● **EXERCISE REQUIREMENTS**: Could you rescale the rows starting with the line containing "I'm looking for the dark gray" and going on through the line containing "[0,220,626,626]", writing out every one of those lines again, requests included, with each bounding-box coordinate multiplied by 0.6 and rounded to a whole number (halves rounded up)? Return only those lines.
------------------------------------
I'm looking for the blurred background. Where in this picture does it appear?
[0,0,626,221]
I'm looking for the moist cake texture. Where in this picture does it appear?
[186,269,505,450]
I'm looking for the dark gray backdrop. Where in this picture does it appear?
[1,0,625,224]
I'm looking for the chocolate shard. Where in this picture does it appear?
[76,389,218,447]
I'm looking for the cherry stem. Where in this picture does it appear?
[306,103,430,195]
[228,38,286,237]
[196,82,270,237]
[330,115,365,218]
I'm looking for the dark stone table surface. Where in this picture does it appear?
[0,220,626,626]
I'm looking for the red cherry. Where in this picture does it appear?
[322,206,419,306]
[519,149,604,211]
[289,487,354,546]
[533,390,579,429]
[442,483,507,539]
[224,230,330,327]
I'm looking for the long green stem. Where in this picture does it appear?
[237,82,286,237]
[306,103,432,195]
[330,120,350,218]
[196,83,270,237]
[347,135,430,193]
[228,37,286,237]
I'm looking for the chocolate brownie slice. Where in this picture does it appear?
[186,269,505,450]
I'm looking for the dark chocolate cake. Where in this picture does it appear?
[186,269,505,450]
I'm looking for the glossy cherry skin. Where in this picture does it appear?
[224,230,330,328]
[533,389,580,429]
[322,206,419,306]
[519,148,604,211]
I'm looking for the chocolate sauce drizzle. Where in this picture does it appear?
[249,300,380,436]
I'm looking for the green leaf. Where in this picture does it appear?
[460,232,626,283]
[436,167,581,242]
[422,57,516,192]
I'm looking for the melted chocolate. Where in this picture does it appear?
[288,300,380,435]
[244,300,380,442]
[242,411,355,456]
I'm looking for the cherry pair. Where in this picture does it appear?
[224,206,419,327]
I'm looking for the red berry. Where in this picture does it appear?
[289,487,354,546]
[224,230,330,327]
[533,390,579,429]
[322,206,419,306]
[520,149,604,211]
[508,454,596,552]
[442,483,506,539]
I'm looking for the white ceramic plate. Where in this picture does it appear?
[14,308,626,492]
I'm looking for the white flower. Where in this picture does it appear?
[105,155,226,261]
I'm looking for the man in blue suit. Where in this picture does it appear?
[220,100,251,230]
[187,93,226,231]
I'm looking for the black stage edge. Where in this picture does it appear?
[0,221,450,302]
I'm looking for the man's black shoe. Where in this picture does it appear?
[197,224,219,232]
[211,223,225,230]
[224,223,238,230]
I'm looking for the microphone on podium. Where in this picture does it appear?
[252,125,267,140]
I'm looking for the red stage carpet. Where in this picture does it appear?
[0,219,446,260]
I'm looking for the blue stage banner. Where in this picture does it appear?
------------------------------------
● **WRITTEN SOLUTION**:
I'm looking for the dark gray backdrop. Where in this picture does it appear?
[1,0,375,134]
I'm looking for the chocolate shard. Where in this picture does it appear?
[46,233,131,268]
I'm looking for the cherry stem. Where in this picture does it appear?
[184,62,258,117]
[137,23,172,142]
[118,49,162,142]
[198,69,219,131]
I'm looking for the dark stone table surface. Where in this picture does it appear?
[0,132,376,376]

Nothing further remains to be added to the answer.